-- Start Information provided --

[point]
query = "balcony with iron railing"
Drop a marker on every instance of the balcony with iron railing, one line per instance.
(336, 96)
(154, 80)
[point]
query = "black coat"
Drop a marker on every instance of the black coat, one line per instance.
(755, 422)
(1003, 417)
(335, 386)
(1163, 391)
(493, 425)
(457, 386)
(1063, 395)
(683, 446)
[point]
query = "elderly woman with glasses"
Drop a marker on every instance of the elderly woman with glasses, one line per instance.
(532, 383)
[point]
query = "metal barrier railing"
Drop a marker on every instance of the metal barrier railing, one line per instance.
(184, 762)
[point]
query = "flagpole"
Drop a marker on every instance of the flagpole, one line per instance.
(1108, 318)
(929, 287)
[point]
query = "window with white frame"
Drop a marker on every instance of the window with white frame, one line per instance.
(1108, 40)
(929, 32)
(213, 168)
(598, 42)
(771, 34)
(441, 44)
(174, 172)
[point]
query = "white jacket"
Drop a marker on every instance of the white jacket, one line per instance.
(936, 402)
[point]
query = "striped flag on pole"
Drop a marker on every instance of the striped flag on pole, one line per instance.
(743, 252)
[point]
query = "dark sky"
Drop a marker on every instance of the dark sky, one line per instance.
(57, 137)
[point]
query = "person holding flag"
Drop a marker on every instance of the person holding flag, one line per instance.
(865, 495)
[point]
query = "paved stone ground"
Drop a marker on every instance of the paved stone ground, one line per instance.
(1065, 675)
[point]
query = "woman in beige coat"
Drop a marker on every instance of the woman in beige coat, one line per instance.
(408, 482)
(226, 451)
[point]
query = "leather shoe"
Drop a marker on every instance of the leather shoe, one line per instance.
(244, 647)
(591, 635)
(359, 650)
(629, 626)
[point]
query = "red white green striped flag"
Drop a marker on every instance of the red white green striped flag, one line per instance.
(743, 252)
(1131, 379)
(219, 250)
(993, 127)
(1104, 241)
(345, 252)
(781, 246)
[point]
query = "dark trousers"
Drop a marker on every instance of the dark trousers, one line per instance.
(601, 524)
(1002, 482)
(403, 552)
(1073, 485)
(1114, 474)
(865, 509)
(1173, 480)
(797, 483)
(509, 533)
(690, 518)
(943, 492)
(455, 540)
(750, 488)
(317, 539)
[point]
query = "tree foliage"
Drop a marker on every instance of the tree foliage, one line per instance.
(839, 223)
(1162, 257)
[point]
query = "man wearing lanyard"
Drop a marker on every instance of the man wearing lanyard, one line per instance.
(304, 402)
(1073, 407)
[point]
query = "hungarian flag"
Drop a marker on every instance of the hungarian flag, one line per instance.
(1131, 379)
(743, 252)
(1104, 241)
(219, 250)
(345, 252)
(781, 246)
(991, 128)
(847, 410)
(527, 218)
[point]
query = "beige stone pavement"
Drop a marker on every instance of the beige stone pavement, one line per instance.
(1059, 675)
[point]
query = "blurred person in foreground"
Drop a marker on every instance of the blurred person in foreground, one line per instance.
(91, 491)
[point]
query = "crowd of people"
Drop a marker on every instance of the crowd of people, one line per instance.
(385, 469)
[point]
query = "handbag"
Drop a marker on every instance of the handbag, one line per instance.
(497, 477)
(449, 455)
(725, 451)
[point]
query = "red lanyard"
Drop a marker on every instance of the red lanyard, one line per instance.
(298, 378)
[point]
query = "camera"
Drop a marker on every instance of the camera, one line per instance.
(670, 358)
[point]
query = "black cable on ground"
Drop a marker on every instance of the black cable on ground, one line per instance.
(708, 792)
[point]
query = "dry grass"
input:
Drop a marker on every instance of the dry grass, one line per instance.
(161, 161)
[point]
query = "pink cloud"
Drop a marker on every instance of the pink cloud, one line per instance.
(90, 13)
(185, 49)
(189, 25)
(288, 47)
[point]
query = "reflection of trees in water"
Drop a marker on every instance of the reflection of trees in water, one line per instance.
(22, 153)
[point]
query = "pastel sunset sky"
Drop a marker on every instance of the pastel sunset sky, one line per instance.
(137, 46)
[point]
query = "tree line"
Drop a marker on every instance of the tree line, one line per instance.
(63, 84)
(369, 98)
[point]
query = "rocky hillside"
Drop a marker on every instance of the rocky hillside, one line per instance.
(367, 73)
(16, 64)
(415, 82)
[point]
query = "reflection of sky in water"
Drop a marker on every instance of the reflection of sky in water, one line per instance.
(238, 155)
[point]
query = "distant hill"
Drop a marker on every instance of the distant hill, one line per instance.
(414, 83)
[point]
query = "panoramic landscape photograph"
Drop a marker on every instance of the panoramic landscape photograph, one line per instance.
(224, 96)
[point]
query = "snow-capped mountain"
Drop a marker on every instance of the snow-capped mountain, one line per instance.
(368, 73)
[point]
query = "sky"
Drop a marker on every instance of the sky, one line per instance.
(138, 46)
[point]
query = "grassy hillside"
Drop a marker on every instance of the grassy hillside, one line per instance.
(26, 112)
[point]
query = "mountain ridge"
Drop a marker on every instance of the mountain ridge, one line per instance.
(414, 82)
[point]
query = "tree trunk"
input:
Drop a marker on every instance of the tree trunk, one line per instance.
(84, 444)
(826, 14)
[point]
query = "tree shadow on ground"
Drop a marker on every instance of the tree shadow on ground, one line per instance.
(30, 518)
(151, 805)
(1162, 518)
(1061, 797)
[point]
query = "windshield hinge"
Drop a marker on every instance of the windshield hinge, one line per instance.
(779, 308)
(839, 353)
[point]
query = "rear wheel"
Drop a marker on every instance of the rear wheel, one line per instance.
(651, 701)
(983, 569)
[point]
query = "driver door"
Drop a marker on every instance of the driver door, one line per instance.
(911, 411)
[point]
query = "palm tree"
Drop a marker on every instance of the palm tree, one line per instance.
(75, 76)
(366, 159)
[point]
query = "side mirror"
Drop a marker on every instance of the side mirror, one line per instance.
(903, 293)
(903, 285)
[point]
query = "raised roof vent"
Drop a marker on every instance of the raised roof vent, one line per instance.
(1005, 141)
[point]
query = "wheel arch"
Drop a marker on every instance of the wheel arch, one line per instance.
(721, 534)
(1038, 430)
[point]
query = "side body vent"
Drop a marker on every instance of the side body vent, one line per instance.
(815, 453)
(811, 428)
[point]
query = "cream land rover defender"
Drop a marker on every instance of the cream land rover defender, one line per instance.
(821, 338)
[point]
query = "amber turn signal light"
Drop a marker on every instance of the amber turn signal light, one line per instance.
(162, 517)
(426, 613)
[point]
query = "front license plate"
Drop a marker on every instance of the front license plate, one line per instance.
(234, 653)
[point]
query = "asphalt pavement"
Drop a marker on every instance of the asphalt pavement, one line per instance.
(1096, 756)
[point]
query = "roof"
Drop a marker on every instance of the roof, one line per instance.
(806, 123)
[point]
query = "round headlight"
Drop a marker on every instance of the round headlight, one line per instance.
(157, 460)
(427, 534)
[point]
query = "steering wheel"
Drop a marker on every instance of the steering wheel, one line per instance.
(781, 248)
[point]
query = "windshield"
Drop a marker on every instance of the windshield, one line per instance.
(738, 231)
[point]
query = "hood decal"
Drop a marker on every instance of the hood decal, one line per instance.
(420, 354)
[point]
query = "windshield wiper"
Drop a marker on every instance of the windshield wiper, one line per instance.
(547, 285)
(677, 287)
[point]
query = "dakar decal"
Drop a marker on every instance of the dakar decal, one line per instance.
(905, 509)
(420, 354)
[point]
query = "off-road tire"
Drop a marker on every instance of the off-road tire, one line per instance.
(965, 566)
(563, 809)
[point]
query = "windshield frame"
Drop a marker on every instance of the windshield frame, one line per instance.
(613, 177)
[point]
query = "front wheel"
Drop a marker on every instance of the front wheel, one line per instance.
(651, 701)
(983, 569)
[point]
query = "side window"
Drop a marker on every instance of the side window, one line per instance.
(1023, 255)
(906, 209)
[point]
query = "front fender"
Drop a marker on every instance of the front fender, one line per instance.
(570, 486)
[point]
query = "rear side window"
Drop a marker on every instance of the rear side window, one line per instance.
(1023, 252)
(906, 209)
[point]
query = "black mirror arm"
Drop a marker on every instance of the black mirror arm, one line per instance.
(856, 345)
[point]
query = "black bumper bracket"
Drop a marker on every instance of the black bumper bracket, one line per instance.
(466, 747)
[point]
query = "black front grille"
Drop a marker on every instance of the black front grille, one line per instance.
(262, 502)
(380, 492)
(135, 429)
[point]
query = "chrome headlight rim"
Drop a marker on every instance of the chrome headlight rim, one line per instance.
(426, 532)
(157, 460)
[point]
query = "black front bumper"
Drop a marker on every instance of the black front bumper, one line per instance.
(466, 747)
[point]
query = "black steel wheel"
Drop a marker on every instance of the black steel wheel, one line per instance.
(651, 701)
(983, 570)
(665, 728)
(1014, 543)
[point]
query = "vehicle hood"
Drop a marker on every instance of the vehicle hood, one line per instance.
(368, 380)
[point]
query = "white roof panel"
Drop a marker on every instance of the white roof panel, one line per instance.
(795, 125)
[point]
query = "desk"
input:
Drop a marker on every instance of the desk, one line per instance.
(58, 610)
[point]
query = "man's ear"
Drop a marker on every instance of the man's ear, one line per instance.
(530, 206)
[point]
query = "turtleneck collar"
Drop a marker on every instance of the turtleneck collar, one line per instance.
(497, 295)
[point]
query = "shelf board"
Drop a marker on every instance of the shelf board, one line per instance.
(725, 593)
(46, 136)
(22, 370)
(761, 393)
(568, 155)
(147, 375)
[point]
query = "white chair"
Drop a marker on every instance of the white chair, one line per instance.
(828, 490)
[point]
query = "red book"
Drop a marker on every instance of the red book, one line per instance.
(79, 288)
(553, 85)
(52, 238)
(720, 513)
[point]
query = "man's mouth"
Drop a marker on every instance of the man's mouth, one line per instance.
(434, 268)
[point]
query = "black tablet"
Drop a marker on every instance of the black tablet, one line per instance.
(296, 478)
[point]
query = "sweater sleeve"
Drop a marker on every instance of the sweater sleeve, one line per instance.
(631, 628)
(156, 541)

-- End Information provided --

Problem description — Collect every line of the material above that contains the word "collar". Case counts, so match only lines with that same capitalization.

Solution —
query = "turtleneck collar"
Drop a marker on every instance of the turtleneck collar, one line per instance.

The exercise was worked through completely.